| PROBLEM STATEMENT |
Swap "street intersection" for "road junction" throughout the listing below and write it out again with nothing else altered. Leave the pictures out.

*** DATA SECTION

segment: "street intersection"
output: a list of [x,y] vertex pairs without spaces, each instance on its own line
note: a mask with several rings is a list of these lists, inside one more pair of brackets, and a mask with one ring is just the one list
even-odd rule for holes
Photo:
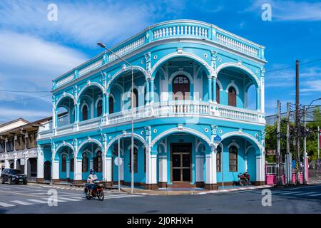
[[[263,190],[271,192],[263,206]],[[56,193],[56,205],[49,198]],[[197,207],[195,207],[195,205]],[[321,213],[321,185],[183,195],[147,195],[105,190],[105,200],[87,200],[82,188],[0,185],[0,213]]]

******

| EXERCISE RESULT |
segment: "road junction"
output: a list of [x,y] vertex pairs without spaces, each instance on its own line
note: a mask with several rings is a list of these lists, inside one more pair of brackets, and a mask with one ring is just the one list
even-odd rule for holes
Photo:
[[[263,190],[271,192],[263,206]],[[56,193],[56,205],[49,198]],[[197,207],[195,207],[195,205]],[[321,213],[321,185],[183,195],[147,195],[105,190],[105,200],[87,200],[82,188],[0,185],[0,213]]]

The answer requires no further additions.